> [Page excerpt]
··········

Author: M. G. Vassanji
My Rating: ♥♥♥
Nostalgia was the fifth book I read out of the eight that I have chosen to look at from the CBC Canada Reads 2017 Longlist. It’s interesting sometimes when I look back at the list to see why I picked something. I wrote that I thought it sounded interesting because “It deals with the problems of memory that we might face should we overcome the impediments to immortality.”
Well, the book didn’t really turn out to be about that. The main character, Dr Frank Sina, lives in a world in the future (the specific time was never really defined), where people can choose to abandon their lives and be given a new physical and psychological persona – a process called rejuvenation. It seemed to be something more for the privileged few, and in fact it has cause something of a rift between two distinct sectors of the world population – those who can and those who can’t.
The first two-thirds of the book really drew me in. Frank is approached by a new, intriguing patient, Presley Smith. Presley is suffering from “nostalgia,” a condition that happens to those who have been rejuvenated where memories from their past lives come leaking through. Frank feels mysteriously drawn to Presley and his case, and the leaking memories that Presley has seem to be linked to Frank in some intriguing way. This is where the dystopian thing comes in, and Frank is warned by the big-brother government agency to stay away. Of course, he doesn’t and it feels like he is in grave danger.

··········

> [Record set]
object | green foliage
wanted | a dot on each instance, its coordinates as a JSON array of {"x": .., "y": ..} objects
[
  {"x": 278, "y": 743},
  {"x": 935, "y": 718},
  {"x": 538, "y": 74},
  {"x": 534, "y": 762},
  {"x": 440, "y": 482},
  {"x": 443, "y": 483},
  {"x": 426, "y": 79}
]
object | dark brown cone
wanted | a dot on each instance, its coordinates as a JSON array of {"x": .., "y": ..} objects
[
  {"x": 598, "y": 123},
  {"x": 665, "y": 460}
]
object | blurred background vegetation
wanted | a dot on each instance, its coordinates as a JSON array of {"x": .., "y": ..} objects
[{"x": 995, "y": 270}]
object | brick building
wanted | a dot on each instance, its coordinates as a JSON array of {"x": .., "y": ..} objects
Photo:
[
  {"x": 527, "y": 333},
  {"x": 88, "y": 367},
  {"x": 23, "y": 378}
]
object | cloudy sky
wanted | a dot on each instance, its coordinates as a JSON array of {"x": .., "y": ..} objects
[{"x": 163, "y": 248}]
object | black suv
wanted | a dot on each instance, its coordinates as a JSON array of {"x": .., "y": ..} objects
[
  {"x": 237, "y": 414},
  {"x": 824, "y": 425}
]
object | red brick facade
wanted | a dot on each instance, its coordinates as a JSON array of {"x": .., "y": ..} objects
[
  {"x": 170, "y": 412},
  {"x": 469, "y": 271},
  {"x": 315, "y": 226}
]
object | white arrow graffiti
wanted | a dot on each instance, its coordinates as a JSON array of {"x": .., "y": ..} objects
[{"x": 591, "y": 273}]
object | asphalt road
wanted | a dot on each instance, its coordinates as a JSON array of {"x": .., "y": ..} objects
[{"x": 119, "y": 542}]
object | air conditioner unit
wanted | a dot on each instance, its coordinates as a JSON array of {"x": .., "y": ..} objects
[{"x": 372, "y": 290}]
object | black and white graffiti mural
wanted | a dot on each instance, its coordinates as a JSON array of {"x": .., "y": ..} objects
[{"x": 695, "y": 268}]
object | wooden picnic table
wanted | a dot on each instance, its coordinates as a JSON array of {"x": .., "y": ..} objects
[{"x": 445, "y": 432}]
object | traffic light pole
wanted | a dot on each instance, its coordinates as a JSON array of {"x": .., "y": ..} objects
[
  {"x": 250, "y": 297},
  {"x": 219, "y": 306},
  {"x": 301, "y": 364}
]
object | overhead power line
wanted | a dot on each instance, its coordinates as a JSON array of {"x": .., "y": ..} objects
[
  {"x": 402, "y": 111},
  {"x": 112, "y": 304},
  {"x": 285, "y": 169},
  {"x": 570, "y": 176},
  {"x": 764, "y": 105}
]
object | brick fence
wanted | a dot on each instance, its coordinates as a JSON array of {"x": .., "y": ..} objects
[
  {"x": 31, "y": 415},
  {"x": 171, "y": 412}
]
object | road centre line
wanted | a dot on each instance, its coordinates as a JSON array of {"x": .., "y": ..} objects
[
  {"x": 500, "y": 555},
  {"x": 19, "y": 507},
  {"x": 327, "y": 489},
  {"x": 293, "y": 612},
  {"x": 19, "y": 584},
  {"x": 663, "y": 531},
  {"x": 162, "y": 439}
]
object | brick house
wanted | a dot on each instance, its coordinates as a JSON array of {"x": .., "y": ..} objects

··········

> [Questions to answer]
(a) Repeat, word for word, the part of the Nostalgia review that opens with the words containing "The first two-thirds" and closes with "in grave danger.".
(b) For each statement, say whether the Nostalgia review supports it, and quote the words that decide it: (i) Nostalgia was the fifth of eight books the reviewer picked from the CBC Canada Reads 2017 Longlist. (ii) The book gives the specific year in which its future world is set. (iii) Frank heeds the government agency's warning to stay away.
(c) Take the Nostalgia review further, starting right after its last sentence.
Nothing in the lines is needed for this work.

> [Answers by task]
(a)
The first two-thirds of the book really drew me in. Frank is approached by a new, intriguing patient, Presley Smith. Presley is suffering from “nostalgia,” a condition that happens to those who have been rejuvenated where memories from their past lives come leaking through. Frank feels mysteriously drawn to Presley and his case, and the leaking memories that Presley has seem to be linked to Frank in some intriguing way. This is where the dystopian thing comes in, and Frank is warned by the big-brother government agency to stay away. Of course, he doesn’t and it feels like he is in grave danger.

(b)
(i) Yes: "Nostalgia was the fifth book I read out of the eight that I have chosen to look at from the CBC Canada Reads 2017 Longlist."
(ii) No: "the specific time was never really defined"
(iii) No: "Of course, he doesn’t and it feels like he is in grave danger."

(c)
I was really drawn in to that whole story, but unfortunately I felt my attention really start to waver in the last one-third of the book. I couldn’t help but wonder about what happens to people’s loved ones when they abandon their old lives to start fresh. And don’t people whose loved ones have rejuvenated go around seeing their faces in every stranger? And what about the fake pasts that people are given when they rejuvenate? Don’t they ever wonder what their past was really like? I don’t know…this whole rejuvenation thing just didn’t seem to add up with the way normal people would react and feel about things.
I think this book would be good for an advanced English class in high school, or even a philosophy course at university. But do I think it’s a book that all of Canada needs to read right now? No. The speculative ideas about the dystopian world and the divide between those on each side of the Long Border were interesting, and resembled the divide between the western world and other countries. But I just think the whole concept was a little too “out there” for me to believe it needs to be read by everyone.